Task objective ▸ Below is a block of records: output all of them exactly and leave out the pictures.

Saved entries

---------------

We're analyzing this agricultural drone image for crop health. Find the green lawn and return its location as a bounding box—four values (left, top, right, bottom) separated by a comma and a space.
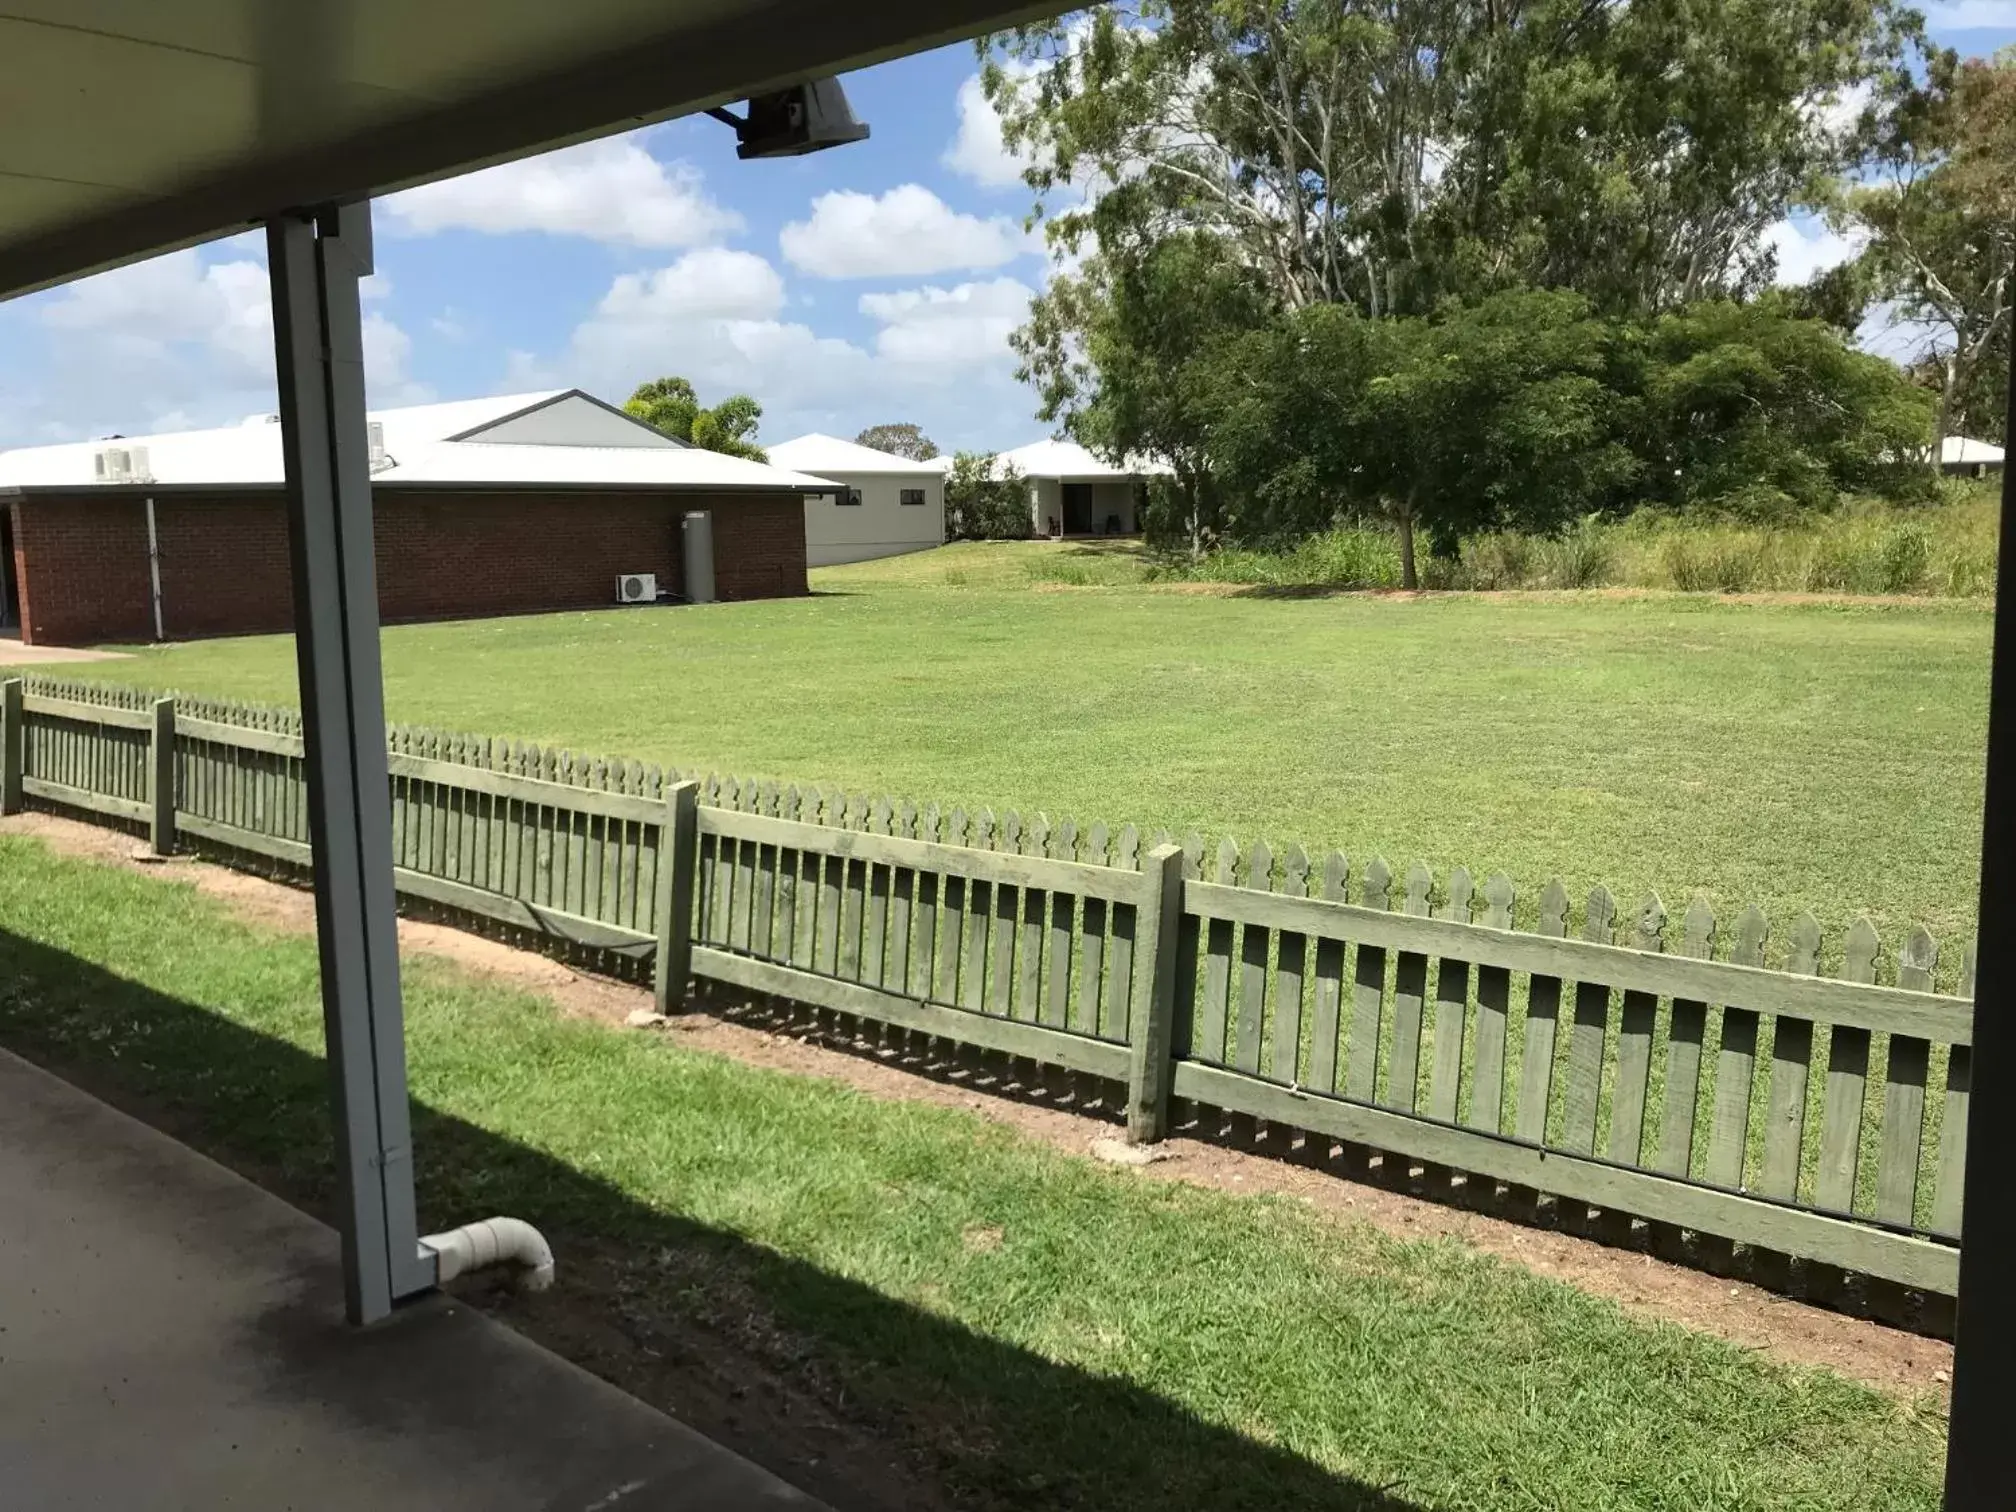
0, 835, 1948, 1510
39, 552, 1991, 971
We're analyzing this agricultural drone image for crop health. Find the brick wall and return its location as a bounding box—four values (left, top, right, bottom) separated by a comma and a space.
10, 488, 808, 646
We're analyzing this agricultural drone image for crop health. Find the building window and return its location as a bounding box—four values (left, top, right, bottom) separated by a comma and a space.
899, 487, 926, 506
839, 487, 862, 507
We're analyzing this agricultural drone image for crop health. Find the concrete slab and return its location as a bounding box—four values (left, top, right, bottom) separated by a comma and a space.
0, 1048, 826, 1511
0, 641, 129, 666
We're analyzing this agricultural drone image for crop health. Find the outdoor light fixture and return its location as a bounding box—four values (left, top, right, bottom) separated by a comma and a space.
706, 78, 870, 159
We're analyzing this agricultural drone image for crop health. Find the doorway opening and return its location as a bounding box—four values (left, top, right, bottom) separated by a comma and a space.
0, 505, 19, 638
1061, 482, 1096, 535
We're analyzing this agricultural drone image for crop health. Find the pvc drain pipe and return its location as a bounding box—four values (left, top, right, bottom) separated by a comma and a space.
421, 1217, 555, 1291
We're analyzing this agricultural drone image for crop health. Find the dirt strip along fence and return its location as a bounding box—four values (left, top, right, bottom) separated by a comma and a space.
0, 674, 1971, 1301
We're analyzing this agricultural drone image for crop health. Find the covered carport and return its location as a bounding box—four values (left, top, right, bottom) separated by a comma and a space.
0, 3, 2011, 1507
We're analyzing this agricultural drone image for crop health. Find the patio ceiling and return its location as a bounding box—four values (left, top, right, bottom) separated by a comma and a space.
0, 0, 1054, 301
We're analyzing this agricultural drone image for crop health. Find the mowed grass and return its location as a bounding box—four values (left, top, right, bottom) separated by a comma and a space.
45, 558, 1991, 966
0, 836, 1948, 1510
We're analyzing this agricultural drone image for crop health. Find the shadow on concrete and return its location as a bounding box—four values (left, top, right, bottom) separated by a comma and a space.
0, 928, 1424, 1512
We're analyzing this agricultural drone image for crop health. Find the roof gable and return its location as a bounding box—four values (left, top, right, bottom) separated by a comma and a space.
450, 391, 683, 448
767, 433, 947, 476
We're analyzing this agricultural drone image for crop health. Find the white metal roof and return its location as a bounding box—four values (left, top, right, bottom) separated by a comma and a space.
378, 442, 832, 492
0, 1, 1057, 301
995, 438, 1172, 481
1943, 436, 2007, 466
766, 433, 948, 477
0, 390, 833, 493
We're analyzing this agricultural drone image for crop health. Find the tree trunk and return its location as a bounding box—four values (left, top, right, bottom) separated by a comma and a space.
1397, 504, 1419, 590
1936, 352, 1958, 477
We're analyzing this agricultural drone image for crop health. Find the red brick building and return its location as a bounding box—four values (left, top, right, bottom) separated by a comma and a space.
0, 390, 825, 647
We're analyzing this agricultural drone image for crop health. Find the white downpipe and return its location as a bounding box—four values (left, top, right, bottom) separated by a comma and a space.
144, 497, 164, 642
421, 1216, 556, 1291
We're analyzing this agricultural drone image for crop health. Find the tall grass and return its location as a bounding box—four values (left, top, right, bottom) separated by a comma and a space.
1149, 484, 2002, 598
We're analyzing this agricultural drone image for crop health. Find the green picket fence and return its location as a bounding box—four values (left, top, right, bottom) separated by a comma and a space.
0, 674, 1970, 1296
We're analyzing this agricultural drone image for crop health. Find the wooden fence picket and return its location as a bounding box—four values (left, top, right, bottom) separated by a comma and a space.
1043, 817, 1076, 1030
1104, 825, 1141, 1042
1933, 941, 1976, 1237
1017, 813, 1047, 1024
1514, 880, 1570, 1143
1274, 845, 1310, 1086
990, 809, 1020, 1016
1659, 897, 1718, 1178
1305, 852, 1350, 1097
1704, 905, 1769, 1189
1559, 885, 1617, 1155
1816, 918, 1881, 1213
1757, 912, 1821, 1202
1233, 839, 1273, 1080
1878, 926, 1937, 1228
1427, 867, 1474, 1122
1606, 894, 1665, 1166
1199, 837, 1239, 1066
1469, 873, 1514, 1134
1347, 857, 1393, 1104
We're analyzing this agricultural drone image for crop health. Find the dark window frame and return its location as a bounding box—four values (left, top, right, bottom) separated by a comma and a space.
899, 487, 926, 506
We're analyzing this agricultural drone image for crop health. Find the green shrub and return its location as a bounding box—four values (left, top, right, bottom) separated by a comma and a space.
1540, 518, 1614, 588
1460, 533, 1537, 589
1879, 524, 1933, 594
1661, 536, 1715, 592
1286, 528, 1403, 588
1137, 482, 1999, 600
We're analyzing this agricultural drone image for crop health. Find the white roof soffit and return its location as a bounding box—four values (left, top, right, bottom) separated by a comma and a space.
0, 0, 1061, 302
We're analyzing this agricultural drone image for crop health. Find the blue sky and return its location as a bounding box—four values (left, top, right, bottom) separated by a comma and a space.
2, 6, 2012, 456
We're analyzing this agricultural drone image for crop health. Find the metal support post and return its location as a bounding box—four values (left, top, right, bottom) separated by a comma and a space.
267, 203, 434, 1326
1945, 330, 2016, 1507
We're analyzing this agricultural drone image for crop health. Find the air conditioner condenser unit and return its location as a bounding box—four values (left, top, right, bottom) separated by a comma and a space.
616, 573, 657, 604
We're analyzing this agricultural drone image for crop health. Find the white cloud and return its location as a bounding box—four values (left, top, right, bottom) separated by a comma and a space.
500, 349, 562, 392
860, 278, 1034, 368
1764, 215, 1866, 286
362, 311, 434, 406
0, 243, 429, 445
379, 135, 740, 248
780, 185, 1034, 279
944, 74, 1036, 189
538, 248, 1039, 449
596, 247, 785, 323
562, 249, 870, 421
359, 271, 393, 301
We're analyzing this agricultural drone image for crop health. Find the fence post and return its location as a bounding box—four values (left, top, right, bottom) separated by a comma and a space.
149, 697, 176, 856
654, 780, 701, 1014
1126, 841, 1188, 1144
0, 678, 22, 816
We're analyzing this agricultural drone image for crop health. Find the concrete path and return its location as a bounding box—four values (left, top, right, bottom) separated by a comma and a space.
0, 640, 129, 665
0, 1048, 826, 1511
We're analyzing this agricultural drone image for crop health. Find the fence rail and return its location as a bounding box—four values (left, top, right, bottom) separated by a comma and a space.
0, 674, 1970, 1296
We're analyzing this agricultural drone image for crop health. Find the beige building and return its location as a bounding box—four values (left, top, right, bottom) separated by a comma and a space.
997, 438, 1161, 537
767, 433, 947, 567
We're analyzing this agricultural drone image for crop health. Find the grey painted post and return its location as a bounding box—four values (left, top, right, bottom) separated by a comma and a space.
1946, 313, 2016, 1507
655, 780, 701, 1014
0, 677, 21, 815
268, 205, 430, 1326
149, 697, 175, 856
1126, 842, 1188, 1144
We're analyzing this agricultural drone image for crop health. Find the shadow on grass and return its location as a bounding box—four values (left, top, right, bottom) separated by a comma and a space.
0, 928, 1422, 1512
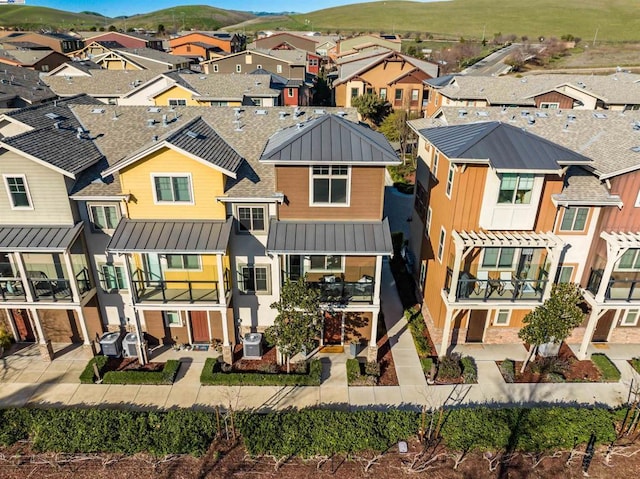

---------------

Expected answer ▸
We're analyzing this agricultural drone image for crop health. Find the green lawn and return its location as a bounding box—four values (left, top, right, bottom) separated by a comma and a space.
0, 835, 1948, 1510
39, 552, 1991, 971
We're analyzing this agricultural drone image for crop health. Find the brick wall and return its location as a bounding box—four values (left, top, right, bottom) separated by a comma and a space.
10, 488, 808, 646
We're analyzing this agricultural drone image for crop health. Find the building window and return its location as a bounding box—four values (left, top, right, bottom) separated by a comma and a space.
899, 487, 926, 506
839, 487, 862, 507
We're analyzing this agricultural drone image for crop health. Find the concrete slab and return its location as a bounding box—four values (left, top, right, bottom) separated by a comma and a space.
0, 1048, 826, 1511
0, 641, 129, 666
We're analyzing this agricultural drone image for crop health. Find the outdoor light fixture and return its location as a bounding box—four values (left, top, right, bottom) separated by a comma and a space.
706, 78, 870, 159
We're analyzing this agricultural drone image for crop health. Find the doorway opening and return its location as a bounding box—four values (left, top, right, bottom) separated by a comma and a space.
0, 505, 19, 638
1061, 482, 1096, 535
We're analyzing this agricultural drone image for crop health. Find the pvc drain pipe and return its location as a bounding box—four values (left, top, right, bottom) separated by a comma and a space.
421, 1217, 555, 1291
We're analyzing this agricultural drone image for crop health. Find the dirt strip along fence and return its location as a bounding box—four values (left, top, right, bottom) separated by a comma and a space.
0, 674, 1971, 1301
We're analyzing this agricultural drone image for crop health. Find the covered carport and return its location as a bounding box—four values (left, top, right, bottom) separated by a comma and a space.
0, 3, 2011, 1507
We're analyzing this agricultural drone image for crop health. Find the patio ceiling and return its location as a bounding box—four values (left, top, right, bottom) separated by a comma and a space.
0, 0, 1054, 301
We're analyzing this agricultural drone image for crop health. Find the mowed grass and return its location as a bounding box—four values (left, top, right, bottom) separated by a comma and a space.
45, 558, 1991, 966
0, 836, 1948, 1510
We're analyzing this agricultural drone image for crop health. Find the shadow on concrete and return its location as a bounding box—four values (left, top, right, bottom) separated by a comma and a space.
0, 928, 1424, 1512
We're analyzing this agricultural drone image for crop health. Find the roof gable and return its location as a bounding box—four values (left, top, right, bottom) separated by a comma and a space.
450, 391, 683, 448
767, 433, 947, 476
We're analyzing this agricultural drone image for crop health. Find the white metal roof and return its location as a bounding box—four values (left, top, right, bottom) separated by a comma and a space.
378, 442, 832, 492
0, 1, 1057, 301
995, 438, 1172, 481
1943, 436, 2007, 466
766, 433, 948, 477
0, 390, 833, 493
We're analyzing this agricultural drone image for crop health. Find the tree trunk and return its location as a bounding box—four values (left, top, right, bottom) separated by a comma and a space.
1397, 504, 1419, 590
1936, 352, 1958, 477
We're analyzing this agricultural drone image for crop health. Find the red brick building and return its location as a bounding box—four values (left, top, right, bottom) separated by a comma and a space.
0, 390, 825, 647
We're analyzing this agricultural drone image for crop health. Find the white downpipe and return its location as a bounding box—four values (left, top, right, bottom) separated by a comma and a space.
144, 497, 164, 642
421, 1216, 556, 1291
We're analyzing this agricultural drone image for crop health. Find the tall grass and return its location as a bounding box—four values (left, top, right, bottom) separated by a comma and a space.
1149, 484, 2002, 598
We're analyzing this agricultural drone image for crop health. Find the green picket fence and return its location as a bounding box—four values (left, top, right, bottom) separated by a comma and a space.
0, 674, 1970, 1296
We're analyzing this agricultural drone image for crop health. Find the wooden fence picket and return its location as a bounding box—four values (left, top, right, bottom) separated by a comma and a space.
1043, 817, 1076, 1030
1104, 825, 1141, 1042
1933, 941, 1976, 1237
1017, 813, 1047, 1024
1514, 880, 1570, 1143
1274, 845, 1310, 1086
990, 809, 1020, 1016
1659, 897, 1718, 1178
1305, 852, 1350, 1097
1704, 905, 1769, 1189
1559, 885, 1617, 1155
1816, 918, 1881, 1213
1757, 912, 1821, 1202
1233, 839, 1273, 1080
1878, 926, 1937, 1228
1427, 867, 1474, 1122
1606, 894, 1665, 1166
1199, 837, 1239, 1066
1469, 873, 1514, 1134
1347, 857, 1393, 1104
We're analyzing this agricultural drone image for crop health. Find the dark window frame and return its location as a bounding box—four values (left, top, right, bottom) separated by a comma and a space.
899, 487, 926, 506
We're analyzing this agricultural drone image for crop health. Find the green shrub and return its location as a bounding box—four values (left, top, right, bottom) separated by a comma and a space.
1540, 518, 1614, 588
1460, 533, 1537, 589
1879, 524, 1933, 594
1661, 536, 1715, 592
1286, 528, 1403, 588
1137, 482, 1999, 600
We're analyzing this agricultural drone image for crop health. Find the white roof soffit and return its location as a bounding box—four values (left, top, right, bottom) separated by a comma and a space.
0, 0, 1061, 302
We're analyzing this agricultural drone image for crop health. Find the blue sky and return its location as a bounding box—four values (left, top, right, bottom) separated by a comma and a space.
2, 6, 2012, 456
We're analyzing this agricultural drone image for crop health. Find the metal support post and return its location as a bounding box—four values (left, top, right, bottom) separated by a comma and a space.
267, 203, 434, 1326
1945, 330, 2016, 1507
We're analyzing this agricultural drone image for crop health. Find the air conditioner condenser unit and return its location as a bounding box—four values (left, top, right, bottom) separated by a comma and a space.
616, 573, 657, 604
We're analyzing this agricultural drone image for crop health. Find the white cloud and return its location as a bounding box—four values (left, top, right, bottom) separated by a comma and a space.
500, 349, 562, 392
860, 278, 1034, 368
1764, 215, 1866, 286
362, 311, 434, 406
0, 243, 429, 445
379, 135, 740, 248
780, 185, 1034, 279
944, 74, 1036, 189
538, 248, 1039, 449
596, 247, 785, 323
562, 249, 870, 421
359, 271, 393, 301
We're analyzing this agricultural drone image for crop health. Find the fence post and return its location as a bounding box—four values (left, top, right, bottom) separated by a comma and a space.
149, 697, 176, 856
654, 780, 701, 1014
1126, 841, 1188, 1144
0, 678, 22, 816
We're analyzing this agricultural drone image for crop health. Find the concrete path and return its location as a bounding box—four values (left, top, right, bottom) separated by a comma and a space.
0, 640, 129, 665
0, 1048, 826, 1511
We're analyzing this agricultural drone image for crop health. Find the fence rail and return its location as a bounding box—four values (left, top, right, bottom) separated by a comma and a space.
0, 674, 1970, 1296
We're analyzing this agricultural drone image for crop health. Find the beige building and return its location as a bounding box—four values (left, top, right, bottom) separated by a comma and a space.
997, 438, 1161, 537
767, 433, 947, 567
We're analyzing this agricultural drone image for crop health. Find the grey painted post and return its location as a bounding box—four values (left, top, right, bottom) separated by a comma and a space.
1946, 313, 2016, 1507
655, 780, 701, 1014
0, 677, 21, 815
268, 205, 430, 1326
149, 697, 175, 856
1126, 842, 1188, 1144
We're analyzing this agricultural drone image for crop health. Find the shadow on grass and return its location as a bounding box—four values (left, top, right, bottom) separated by a comma and a space.
0, 928, 1422, 1512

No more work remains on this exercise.